START Excerpt provided

I want to segment a small glass tank as a sump and think acrylic is probably the easiest way to go.

1. What thickness would you recommend? The largest panel I need is 230mm x 243mm.
2. What type of acrylic? I've seen cast acrylic, clear XT???
3. Can I silicone acrylic to glass?

Thanks,
Nick.

dohn
11-23-2008, 11:55 AM
How do you join acrylic to acrylic. Like a T

nickq
11-26-2008, 08:02 AM
I think we lost ER9.
Any other Acrylic knowledge out there?

ER9
11-27-2008, 08:42 PM
Hi, I am a total acrylic novice, can you help with the following quesions please?
I want to segment a small glass tank as a sump and think acrylic is probably the easiest way to go.

1. What thickness would you recommend? The largest panel I need is 230mm x 243mm.
2. What type of acrylic? I've seen cast acrylic, clear XT???
3. Can I silicone acrylic to glass?

Thanks,
Nick.

sorry for my late response. been a hectic week and 3 days with no pc as new harddrive install didn't go so smoothly.

so i'm assuming you plan to use the acrylic simply as dividers within the glass tank? if i understood you to mean that then you should be able to get away with 1/4" plexi with no problems. in this situation i wouldn't think the quality of the plexi would be much of an issue since there would be little real pressure exerted on the pieces. silicone works reasonably well on plexi. not as strong as glass to glass bonding but should hold up well in situations where there would be only moderate pressure.

END Excerpt provided
START Dataset extract

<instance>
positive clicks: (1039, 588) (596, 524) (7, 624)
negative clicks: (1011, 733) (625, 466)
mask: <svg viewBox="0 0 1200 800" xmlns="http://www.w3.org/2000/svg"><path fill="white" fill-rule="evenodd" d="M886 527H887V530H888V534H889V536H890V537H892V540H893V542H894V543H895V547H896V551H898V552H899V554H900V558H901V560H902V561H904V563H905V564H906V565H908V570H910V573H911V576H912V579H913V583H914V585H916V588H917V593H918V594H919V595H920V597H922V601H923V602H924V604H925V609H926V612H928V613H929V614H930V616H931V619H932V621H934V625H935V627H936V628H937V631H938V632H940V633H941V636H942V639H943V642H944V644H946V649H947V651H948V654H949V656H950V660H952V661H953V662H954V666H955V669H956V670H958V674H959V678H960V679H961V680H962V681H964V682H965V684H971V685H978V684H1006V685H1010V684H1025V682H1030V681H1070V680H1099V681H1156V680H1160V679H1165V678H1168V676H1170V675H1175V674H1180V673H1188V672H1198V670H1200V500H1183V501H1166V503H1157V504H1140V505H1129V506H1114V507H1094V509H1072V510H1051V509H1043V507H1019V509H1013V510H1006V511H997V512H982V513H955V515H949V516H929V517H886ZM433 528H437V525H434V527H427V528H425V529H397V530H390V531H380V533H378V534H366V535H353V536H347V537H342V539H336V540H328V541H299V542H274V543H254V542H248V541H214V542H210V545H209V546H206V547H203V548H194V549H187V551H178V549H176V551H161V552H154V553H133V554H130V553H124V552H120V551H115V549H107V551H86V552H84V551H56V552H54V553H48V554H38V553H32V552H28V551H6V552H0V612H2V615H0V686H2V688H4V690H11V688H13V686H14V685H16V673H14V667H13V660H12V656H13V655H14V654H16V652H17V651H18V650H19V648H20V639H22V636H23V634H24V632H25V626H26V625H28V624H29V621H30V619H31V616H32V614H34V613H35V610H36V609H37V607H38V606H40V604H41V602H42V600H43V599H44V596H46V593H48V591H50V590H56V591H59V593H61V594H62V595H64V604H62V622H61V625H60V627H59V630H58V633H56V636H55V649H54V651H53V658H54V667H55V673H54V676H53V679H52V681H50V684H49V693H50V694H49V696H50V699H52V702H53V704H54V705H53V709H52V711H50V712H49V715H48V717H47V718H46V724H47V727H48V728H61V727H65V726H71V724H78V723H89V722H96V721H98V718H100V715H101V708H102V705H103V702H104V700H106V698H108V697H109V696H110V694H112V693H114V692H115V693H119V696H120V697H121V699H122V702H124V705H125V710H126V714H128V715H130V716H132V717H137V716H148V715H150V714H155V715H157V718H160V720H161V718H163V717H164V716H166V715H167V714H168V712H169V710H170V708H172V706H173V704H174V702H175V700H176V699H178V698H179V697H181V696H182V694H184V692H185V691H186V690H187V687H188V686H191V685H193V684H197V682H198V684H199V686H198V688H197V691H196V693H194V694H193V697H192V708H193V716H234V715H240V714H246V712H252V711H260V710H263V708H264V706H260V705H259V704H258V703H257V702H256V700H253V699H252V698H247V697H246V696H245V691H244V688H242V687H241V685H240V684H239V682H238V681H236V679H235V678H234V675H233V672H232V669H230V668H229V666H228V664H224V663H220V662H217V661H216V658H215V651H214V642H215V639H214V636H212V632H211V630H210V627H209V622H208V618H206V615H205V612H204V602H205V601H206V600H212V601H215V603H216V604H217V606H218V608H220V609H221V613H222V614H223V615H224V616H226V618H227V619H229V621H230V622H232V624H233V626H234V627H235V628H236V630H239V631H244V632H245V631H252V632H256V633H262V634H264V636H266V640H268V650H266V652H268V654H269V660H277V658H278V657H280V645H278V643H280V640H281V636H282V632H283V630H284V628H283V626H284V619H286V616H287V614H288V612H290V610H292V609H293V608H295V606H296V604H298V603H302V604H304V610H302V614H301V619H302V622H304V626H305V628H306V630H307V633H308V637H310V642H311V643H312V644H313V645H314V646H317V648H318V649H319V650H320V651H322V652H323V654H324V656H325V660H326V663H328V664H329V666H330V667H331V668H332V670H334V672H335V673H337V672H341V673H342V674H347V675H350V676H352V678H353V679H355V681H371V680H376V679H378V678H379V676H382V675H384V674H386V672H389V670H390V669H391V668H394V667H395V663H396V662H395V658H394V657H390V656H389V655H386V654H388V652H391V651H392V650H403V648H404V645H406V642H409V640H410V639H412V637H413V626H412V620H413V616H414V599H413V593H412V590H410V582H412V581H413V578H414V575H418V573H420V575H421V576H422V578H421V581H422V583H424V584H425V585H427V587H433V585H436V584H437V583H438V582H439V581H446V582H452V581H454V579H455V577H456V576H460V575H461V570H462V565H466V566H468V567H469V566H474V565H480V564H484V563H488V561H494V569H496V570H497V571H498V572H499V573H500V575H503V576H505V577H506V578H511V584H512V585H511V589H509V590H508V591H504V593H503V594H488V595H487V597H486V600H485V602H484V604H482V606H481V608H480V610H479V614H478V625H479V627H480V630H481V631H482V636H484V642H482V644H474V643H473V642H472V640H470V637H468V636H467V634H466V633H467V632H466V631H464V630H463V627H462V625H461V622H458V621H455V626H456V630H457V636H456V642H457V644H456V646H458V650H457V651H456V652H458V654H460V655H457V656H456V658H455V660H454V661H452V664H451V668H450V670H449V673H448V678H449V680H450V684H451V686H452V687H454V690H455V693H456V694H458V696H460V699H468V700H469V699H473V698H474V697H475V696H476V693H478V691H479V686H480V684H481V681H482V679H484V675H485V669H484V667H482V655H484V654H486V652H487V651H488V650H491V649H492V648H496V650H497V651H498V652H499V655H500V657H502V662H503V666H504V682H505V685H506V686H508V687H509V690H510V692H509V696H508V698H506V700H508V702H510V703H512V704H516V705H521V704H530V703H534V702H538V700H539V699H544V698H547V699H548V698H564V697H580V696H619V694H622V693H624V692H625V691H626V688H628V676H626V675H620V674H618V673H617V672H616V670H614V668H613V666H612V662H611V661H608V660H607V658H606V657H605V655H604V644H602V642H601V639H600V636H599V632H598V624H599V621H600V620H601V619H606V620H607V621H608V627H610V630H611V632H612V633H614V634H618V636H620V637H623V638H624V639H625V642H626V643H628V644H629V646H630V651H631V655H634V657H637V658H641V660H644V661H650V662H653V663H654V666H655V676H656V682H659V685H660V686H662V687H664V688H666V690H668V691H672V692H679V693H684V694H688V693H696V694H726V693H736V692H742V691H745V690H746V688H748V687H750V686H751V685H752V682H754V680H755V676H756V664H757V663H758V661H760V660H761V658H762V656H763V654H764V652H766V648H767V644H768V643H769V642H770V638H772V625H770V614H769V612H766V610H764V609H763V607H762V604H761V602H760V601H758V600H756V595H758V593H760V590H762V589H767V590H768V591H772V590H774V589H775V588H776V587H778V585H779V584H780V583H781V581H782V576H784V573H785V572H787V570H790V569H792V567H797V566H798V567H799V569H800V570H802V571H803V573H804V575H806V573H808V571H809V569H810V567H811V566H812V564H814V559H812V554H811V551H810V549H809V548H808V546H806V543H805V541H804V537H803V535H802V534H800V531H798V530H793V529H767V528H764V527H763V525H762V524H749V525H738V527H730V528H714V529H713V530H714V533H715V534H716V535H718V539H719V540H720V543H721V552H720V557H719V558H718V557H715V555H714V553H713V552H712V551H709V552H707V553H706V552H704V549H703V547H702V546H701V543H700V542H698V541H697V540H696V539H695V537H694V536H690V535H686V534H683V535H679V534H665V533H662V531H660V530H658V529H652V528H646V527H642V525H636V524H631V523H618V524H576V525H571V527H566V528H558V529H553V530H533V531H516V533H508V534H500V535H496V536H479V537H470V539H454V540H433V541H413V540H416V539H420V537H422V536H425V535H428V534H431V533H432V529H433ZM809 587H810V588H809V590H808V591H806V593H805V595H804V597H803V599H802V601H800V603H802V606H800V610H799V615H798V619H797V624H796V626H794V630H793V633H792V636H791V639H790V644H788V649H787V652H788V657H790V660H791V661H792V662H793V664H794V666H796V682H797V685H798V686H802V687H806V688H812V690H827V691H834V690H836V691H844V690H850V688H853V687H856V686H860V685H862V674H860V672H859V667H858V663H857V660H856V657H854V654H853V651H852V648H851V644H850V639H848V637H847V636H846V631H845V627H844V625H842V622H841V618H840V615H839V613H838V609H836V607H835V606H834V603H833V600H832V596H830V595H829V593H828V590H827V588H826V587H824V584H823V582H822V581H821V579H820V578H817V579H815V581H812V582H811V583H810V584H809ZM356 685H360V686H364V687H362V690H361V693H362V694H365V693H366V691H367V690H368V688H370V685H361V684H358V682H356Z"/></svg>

END Dataset extract

(Directive)
Render this sentence from the forum thread on acrylic for a sump into Spanish: "I want to segment a small glass tank as a sump and think acrylic is probably the easiest way to go."

(Exercise answer)
Quiero dividir en secciones un pequeño tanque de vidrio para usarlo como sump y creo que el acrílico es probablemente la forma más fácil de hacerlo.